● Potongan Teks
╔══
JAKARTA — Wakil Presiden RI, Prof. Dr. KH. Maruf Amin mengungkapkan bahwa dalam penetapan usia perkawinan harus mempertimbangkan kesiapan mental dan reproduksi anak, bukan berfokus pada angka usia saja. Hal ini penting untuk mencegah terjadinya ancaman pernikahan yang disebabkan karena kurangnya kesiapan mental dan minim edukasi, seperti ancaman kesehatan reproduksi, kematian dalam persalinan, KDRT, dan menghasilkan generasi stunting.
Hal ini ia ungkapkan dalam Seminar dan Deklarasi Gerakan Nasional Pendewasaan Usia Perkawinan Anak Majelis Ulama Indonesia, Kamis (18/03) yang dilaksanakan secara virtual melalui Zoom.
╚══
(Catatan yang diambil dari sebuah dataset)
╔══
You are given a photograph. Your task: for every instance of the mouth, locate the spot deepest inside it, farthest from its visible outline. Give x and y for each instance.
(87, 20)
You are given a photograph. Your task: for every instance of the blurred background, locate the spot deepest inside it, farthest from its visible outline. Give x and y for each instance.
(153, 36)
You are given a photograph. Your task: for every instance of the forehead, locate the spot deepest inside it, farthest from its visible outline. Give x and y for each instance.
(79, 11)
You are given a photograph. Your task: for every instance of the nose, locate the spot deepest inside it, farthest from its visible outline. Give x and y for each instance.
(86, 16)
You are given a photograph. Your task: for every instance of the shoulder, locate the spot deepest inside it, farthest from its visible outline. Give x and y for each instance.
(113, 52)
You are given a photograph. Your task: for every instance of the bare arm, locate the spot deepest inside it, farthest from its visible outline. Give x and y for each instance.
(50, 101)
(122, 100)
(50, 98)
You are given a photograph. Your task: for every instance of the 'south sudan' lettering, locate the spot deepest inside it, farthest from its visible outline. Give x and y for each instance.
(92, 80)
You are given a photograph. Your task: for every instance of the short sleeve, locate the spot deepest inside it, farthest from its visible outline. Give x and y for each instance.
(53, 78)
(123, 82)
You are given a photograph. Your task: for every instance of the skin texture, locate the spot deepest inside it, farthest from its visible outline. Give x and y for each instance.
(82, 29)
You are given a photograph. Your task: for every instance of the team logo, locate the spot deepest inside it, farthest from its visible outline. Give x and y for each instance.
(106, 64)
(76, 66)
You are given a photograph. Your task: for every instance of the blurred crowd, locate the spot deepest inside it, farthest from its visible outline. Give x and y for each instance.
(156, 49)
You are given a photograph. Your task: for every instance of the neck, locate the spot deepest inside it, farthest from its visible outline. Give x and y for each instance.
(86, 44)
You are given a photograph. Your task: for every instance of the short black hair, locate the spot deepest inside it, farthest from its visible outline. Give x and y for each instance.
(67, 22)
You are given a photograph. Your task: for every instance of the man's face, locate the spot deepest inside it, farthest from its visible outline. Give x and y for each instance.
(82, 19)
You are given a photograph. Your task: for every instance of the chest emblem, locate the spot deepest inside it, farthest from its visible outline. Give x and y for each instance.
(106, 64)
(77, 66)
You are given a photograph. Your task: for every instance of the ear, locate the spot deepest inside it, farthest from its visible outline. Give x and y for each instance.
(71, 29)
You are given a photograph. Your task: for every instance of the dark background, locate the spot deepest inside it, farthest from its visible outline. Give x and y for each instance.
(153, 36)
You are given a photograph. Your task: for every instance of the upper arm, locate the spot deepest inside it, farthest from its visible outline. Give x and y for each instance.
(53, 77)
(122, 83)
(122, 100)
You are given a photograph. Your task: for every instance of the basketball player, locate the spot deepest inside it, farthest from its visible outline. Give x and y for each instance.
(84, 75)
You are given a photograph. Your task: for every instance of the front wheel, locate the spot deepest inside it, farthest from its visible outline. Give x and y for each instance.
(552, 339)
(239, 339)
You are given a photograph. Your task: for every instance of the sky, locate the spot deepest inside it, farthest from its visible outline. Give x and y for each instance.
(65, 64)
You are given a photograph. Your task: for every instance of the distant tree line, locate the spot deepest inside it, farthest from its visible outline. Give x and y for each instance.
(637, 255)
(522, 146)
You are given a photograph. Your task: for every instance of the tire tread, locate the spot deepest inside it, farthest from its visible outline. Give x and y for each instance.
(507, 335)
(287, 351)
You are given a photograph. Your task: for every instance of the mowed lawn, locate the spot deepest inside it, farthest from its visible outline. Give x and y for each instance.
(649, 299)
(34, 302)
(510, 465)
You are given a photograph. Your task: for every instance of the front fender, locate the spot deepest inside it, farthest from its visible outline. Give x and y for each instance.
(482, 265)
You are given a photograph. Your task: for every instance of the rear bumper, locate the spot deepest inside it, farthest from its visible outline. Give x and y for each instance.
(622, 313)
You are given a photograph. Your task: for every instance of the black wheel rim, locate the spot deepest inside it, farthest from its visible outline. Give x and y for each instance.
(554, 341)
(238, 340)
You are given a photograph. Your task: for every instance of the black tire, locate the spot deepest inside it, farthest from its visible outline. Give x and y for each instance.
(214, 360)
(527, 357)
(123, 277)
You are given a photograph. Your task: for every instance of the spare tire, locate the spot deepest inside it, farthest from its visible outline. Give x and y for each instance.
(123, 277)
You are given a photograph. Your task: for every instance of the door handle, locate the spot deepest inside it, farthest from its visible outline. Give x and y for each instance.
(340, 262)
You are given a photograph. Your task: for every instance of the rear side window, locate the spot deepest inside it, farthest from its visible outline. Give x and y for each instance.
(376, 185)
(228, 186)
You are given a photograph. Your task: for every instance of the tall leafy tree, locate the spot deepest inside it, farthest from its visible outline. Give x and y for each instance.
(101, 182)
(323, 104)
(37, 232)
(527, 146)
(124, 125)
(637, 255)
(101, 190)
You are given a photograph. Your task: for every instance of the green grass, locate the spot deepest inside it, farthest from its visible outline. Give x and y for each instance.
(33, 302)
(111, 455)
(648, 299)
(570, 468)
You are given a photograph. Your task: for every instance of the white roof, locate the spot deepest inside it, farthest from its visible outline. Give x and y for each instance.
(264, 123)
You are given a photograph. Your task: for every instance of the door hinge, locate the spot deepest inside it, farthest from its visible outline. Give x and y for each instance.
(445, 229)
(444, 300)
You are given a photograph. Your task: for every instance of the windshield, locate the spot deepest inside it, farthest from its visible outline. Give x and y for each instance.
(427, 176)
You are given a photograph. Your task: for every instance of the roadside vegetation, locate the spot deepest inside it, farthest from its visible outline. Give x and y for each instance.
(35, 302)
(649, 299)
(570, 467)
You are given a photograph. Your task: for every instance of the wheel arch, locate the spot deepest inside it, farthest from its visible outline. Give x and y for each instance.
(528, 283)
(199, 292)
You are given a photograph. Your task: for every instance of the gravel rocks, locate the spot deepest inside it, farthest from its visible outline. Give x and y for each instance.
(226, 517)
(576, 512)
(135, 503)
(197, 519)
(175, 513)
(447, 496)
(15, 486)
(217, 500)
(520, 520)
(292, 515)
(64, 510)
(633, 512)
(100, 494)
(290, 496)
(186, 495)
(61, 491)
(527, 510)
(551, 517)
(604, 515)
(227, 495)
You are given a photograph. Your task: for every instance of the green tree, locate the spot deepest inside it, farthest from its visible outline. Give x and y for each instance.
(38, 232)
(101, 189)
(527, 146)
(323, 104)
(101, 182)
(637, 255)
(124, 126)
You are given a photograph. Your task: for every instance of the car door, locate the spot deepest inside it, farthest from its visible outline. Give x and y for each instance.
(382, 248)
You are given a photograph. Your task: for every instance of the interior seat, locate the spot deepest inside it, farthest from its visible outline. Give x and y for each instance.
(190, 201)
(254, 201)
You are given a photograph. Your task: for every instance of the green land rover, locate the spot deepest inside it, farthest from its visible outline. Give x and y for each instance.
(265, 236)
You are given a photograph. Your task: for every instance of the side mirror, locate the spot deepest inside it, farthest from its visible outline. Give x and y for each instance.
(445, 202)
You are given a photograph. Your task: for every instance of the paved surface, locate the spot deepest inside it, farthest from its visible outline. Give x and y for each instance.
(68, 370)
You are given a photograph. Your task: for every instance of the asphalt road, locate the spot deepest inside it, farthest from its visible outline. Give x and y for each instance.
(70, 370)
╚══
● Soal
Tolong jawab pertanyaan berikut berdasarkan potongan teks.
(a) Menurut Maruf Amin, apa yang harus dipertimbangkan dalam penetapan usia perkawinan?
(b) Pada hari apa seminar itu diadakan?
(c) Melalui aplikasi apa seminar itu dilaksanakan?
Catatan tersebut tidak diperlukan di sini.

● Jawaban Anda
(a) Kesiapan mental dan reproduksi anak, bukan angka usia saja.
(b) Kamis (18/03).
(c) Zoom.